START

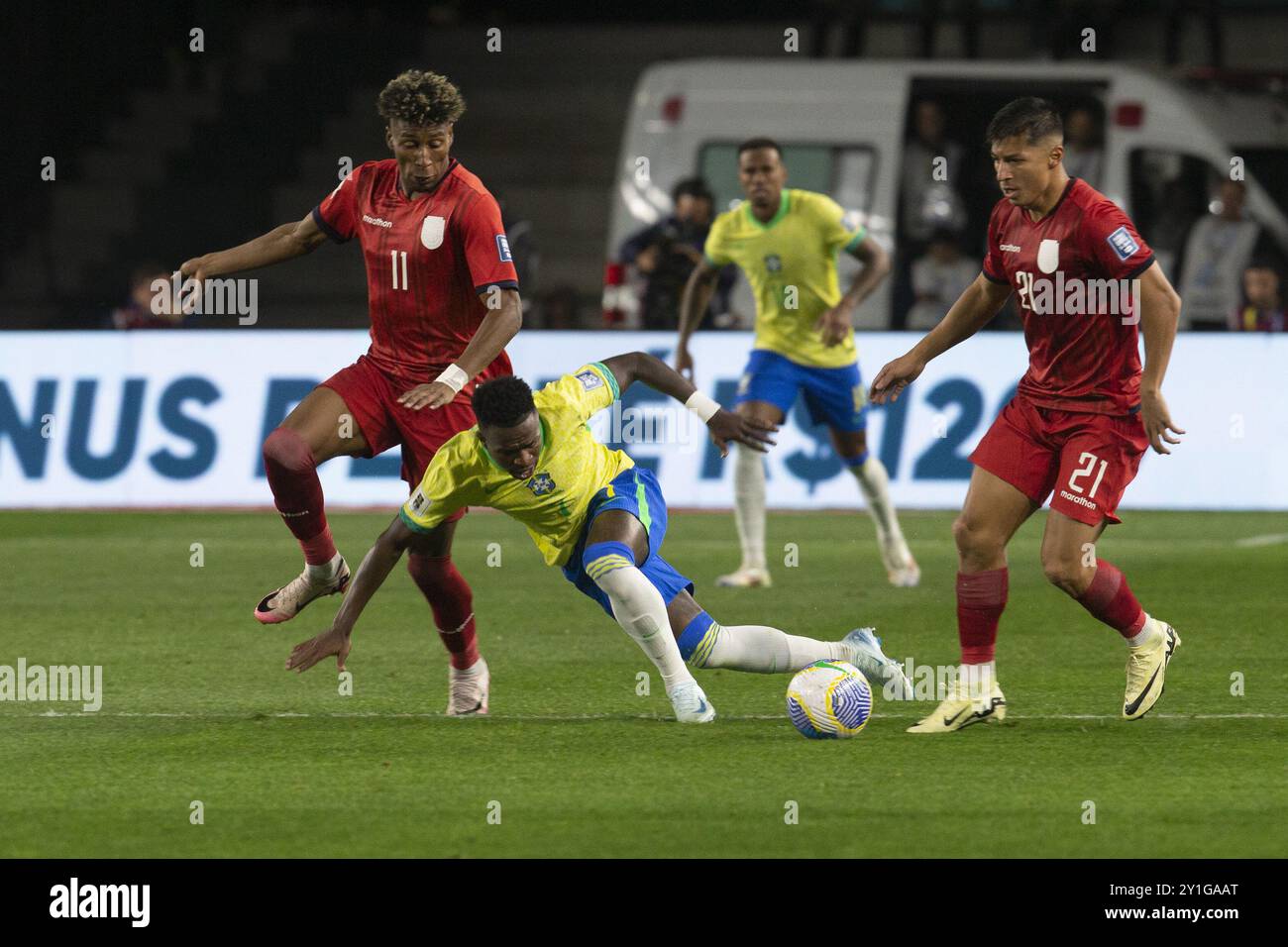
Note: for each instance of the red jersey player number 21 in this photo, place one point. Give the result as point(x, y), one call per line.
point(1081, 420)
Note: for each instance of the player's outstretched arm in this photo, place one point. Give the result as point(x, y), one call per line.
point(373, 573)
point(970, 313)
point(836, 322)
point(694, 303)
point(279, 244)
point(724, 425)
point(500, 325)
point(1159, 312)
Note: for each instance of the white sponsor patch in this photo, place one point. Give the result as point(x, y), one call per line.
point(1048, 256)
point(432, 232)
point(1122, 243)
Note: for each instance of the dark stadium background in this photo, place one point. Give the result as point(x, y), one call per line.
point(163, 154)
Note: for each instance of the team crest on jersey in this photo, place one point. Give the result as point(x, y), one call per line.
point(1122, 243)
point(432, 232)
point(1048, 256)
point(541, 484)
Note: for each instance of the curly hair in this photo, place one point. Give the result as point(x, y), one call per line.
point(420, 98)
point(502, 402)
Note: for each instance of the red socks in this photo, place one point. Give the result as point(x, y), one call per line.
point(452, 602)
point(980, 599)
point(1111, 600)
point(297, 493)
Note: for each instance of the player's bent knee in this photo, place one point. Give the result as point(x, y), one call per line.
point(286, 449)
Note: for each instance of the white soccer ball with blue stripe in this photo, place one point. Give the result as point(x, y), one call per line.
point(829, 699)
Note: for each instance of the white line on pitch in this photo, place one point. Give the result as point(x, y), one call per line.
point(558, 718)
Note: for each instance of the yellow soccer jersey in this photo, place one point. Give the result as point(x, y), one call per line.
point(791, 260)
point(572, 467)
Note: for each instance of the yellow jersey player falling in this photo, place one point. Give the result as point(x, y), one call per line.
point(786, 243)
point(600, 518)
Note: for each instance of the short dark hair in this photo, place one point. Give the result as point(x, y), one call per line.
point(756, 144)
point(694, 187)
point(420, 98)
point(1030, 116)
point(502, 402)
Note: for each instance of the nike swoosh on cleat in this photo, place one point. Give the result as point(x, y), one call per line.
point(1136, 703)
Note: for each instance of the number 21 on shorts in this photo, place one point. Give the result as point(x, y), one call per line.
point(1089, 464)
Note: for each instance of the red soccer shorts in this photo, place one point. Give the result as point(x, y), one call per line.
point(373, 394)
point(1086, 459)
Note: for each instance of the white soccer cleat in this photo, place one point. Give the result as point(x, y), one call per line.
point(290, 599)
point(1145, 669)
point(884, 673)
point(960, 710)
point(746, 578)
point(691, 703)
point(902, 570)
point(468, 689)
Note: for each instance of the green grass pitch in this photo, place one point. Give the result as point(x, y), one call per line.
point(197, 705)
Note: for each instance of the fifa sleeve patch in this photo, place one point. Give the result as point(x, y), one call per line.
point(1124, 244)
point(590, 379)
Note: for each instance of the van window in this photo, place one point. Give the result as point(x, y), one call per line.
point(845, 172)
point(1170, 191)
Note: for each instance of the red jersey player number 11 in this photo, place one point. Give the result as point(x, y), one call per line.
point(443, 303)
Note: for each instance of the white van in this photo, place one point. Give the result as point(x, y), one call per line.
point(842, 127)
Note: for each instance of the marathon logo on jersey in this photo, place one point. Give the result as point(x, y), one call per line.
point(541, 484)
point(432, 232)
point(1124, 244)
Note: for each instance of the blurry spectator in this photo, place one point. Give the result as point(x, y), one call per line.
point(665, 254)
point(137, 312)
point(1083, 146)
point(1263, 307)
point(1218, 252)
point(930, 197)
point(938, 279)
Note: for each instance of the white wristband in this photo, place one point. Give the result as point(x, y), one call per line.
point(454, 376)
point(702, 406)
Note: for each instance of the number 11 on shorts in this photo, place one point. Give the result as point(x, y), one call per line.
point(1089, 464)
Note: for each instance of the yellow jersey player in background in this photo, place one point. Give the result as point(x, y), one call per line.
point(601, 519)
point(786, 244)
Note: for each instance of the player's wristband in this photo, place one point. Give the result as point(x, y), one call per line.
point(702, 406)
point(454, 376)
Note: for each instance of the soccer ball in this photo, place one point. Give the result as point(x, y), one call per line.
point(829, 699)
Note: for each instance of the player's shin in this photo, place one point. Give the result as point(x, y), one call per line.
point(638, 607)
point(748, 492)
point(755, 648)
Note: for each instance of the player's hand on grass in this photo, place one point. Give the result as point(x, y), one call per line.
point(684, 363)
point(752, 432)
point(1158, 421)
point(308, 654)
point(833, 325)
point(434, 394)
point(894, 376)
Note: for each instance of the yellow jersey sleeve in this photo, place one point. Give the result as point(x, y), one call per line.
point(585, 393)
point(439, 493)
point(716, 248)
point(840, 231)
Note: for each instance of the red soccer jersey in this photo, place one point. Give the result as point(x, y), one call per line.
point(428, 261)
point(1082, 333)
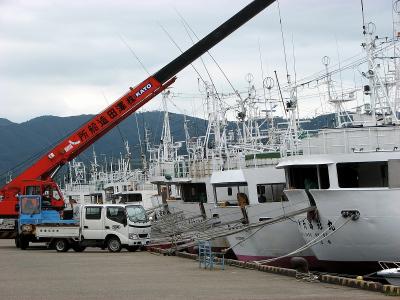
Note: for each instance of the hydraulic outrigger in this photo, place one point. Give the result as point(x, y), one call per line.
point(38, 178)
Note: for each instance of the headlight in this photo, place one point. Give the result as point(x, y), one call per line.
point(133, 236)
point(26, 228)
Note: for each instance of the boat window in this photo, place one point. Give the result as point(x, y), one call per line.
point(116, 214)
point(32, 190)
point(323, 177)
point(134, 197)
point(93, 213)
point(238, 192)
point(270, 192)
point(194, 192)
point(308, 177)
point(363, 174)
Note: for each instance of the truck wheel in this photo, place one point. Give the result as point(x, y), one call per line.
point(114, 244)
point(78, 248)
point(23, 243)
point(132, 248)
point(61, 245)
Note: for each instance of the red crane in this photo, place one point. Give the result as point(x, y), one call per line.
point(38, 178)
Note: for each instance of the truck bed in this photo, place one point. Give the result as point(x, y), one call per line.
point(58, 231)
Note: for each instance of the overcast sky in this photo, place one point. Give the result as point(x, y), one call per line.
point(65, 57)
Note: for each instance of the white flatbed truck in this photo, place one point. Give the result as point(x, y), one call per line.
point(112, 226)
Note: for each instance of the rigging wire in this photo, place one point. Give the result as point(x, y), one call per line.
point(134, 54)
point(283, 42)
point(211, 56)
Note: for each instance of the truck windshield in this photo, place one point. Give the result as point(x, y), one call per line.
point(136, 213)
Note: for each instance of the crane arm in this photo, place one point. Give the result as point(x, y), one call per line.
point(45, 167)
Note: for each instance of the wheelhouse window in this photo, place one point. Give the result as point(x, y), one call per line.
point(270, 192)
point(308, 177)
point(363, 174)
point(230, 194)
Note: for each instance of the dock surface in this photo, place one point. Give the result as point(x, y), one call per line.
point(38, 273)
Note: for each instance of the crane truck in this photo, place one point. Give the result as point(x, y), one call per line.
point(37, 180)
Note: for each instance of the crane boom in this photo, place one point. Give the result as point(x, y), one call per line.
point(38, 177)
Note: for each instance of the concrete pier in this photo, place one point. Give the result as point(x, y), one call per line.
point(39, 273)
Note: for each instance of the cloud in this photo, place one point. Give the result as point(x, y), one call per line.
point(58, 57)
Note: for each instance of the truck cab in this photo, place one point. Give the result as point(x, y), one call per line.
point(111, 226)
point(114, 226)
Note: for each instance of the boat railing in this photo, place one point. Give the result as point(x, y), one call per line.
point(351, 140)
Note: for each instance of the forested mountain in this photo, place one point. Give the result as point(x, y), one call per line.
point(21, 144)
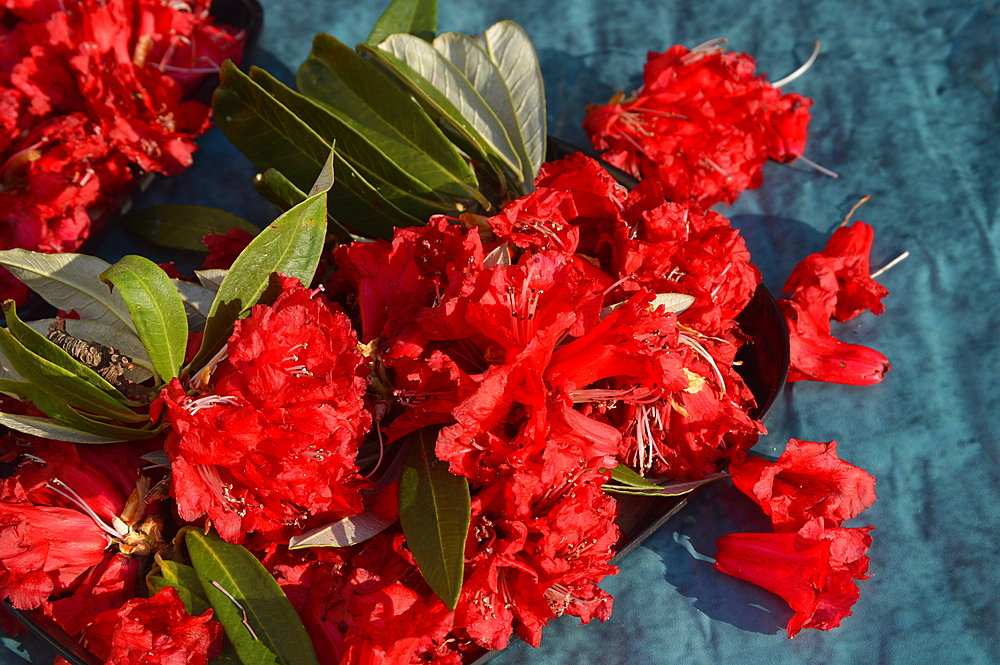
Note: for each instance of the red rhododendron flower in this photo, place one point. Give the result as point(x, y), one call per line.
point(813, 570)
point(60, 513)
point(702, 123)
point(275, 443)
point(154, 631)
point(846, 257)
point(87, 103)
point(833, 284)
point(807, 481)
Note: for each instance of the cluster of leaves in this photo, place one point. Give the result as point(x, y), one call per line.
point(146, 316)
point(423, 125)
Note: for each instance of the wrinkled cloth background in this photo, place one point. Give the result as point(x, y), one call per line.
point(906, 110)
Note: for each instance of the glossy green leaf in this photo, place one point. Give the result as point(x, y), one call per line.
point(62, 383)
point(185, 580)
point(183, 226)
point(433, 67)
point(212, 279)
point(674, 488)
point(265, 131)
point(253, 610)
point(197, 302)
point(434, 511)
point(391, 181)
point(69, 282)
point(156, 310)
point(509, 47)
point(628, 476)
point(417, 17)
point(437, 106)
point(290, 245)
point(37, 343)
point(365, 98)
point(64, 423)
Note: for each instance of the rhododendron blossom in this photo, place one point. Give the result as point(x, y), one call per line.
point(808, 481)
point(703, 124)
point(274, 445)
point(154, 631)
point(813, 569)
point(833, 284)
point(88, 102)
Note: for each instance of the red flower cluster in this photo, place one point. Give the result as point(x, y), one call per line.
point(541, 352)
point(271, 446)
point(812, 561)
point(71, 519)
point(833, 284)
point(702, 123)
point(154, 631)
point(90, 97)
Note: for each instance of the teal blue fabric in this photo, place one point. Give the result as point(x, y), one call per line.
point(906, 110)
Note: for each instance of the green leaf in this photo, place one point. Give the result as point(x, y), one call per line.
point(183, 226)
point(279, 190)
point(394, 183)
point(253, 610)
point(628, 476)
point(156, 309)
point(342, 533)
point(212, 279)
point(69, 282)
point(434, 511)
point(433, 67)
point(364, 97)
point(185, 580)
point(264, 130)
point(51, 429)
point(37, 343)
point(65, 424)
point(674, 488)
point(417, 17)
point(473, 62)
point(63, 384)
point(197, 302)
point(509, 47)
point(274, 137)
point(291, 245)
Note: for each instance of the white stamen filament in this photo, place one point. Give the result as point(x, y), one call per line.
point(208, 401)
point(706, 356)
point(813, 165)
point(890, 264)
point(854, 208)
point(780, 83)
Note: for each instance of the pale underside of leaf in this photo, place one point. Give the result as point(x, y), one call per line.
point(474, 63)
point(510, 48)
point(445, 77)
point(47, 428)
point(69, 282)
point(343, 533)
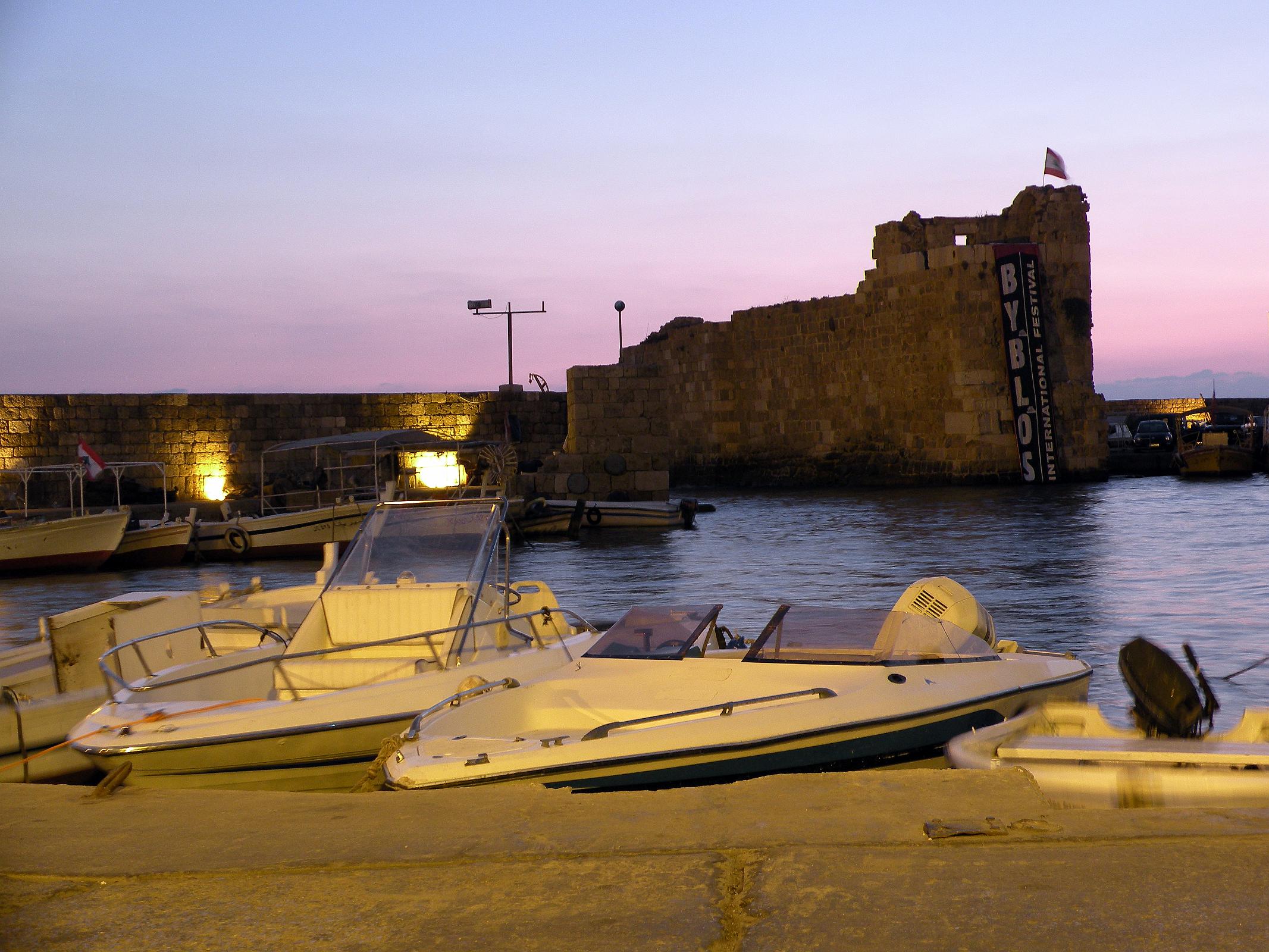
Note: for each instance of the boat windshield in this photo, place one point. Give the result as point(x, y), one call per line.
point(810, 635)
point(421, 543)
point(655, 631)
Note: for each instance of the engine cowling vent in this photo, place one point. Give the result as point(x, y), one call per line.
point(927, 603)
point(948, 601)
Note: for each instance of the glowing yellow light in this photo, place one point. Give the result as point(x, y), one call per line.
point(214, 488)
point(437, 470)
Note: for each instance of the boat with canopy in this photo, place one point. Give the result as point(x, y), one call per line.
point(79, 543)
point(421, 605)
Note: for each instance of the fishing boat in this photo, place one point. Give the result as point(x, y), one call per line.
point(421, 605)
point(1225, 446)
point(628, 516)
point(79, 543)
point(291, 535)
point(1168, 759)
point(149, 544)
point(153, 544)
point(349, 474)
point(54, 682)
point(668, 696)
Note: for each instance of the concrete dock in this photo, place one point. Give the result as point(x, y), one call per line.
point(819, 861)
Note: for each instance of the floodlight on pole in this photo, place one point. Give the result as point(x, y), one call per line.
point(619, 306)
point(482, 310)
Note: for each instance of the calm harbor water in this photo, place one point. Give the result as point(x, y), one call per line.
point(1080, 568)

END

### SHORT TASK
Reproduce the records from the line with "Note: for each instance of the rigging" up to and including the line with "point(45, 167)", switching "crane arm" to "crane boom" and leaving everything else unchanged.

### PROBLEM SOLUTION
Note: for each instance of the rigging wire in this photo, place one point. Give the result as point(x, y), one call per line.
point(134, 54)
point(283, 42)
point(211, 56)
Note: for each instance of the truck windshield in this photo, place one point. Give the result as point(x, y), one call per line.
point(136, 213)
Note: for each instance of the crane boom in this photo, place one point. Give the result as point(x, y), one call per line.
point(45, 167)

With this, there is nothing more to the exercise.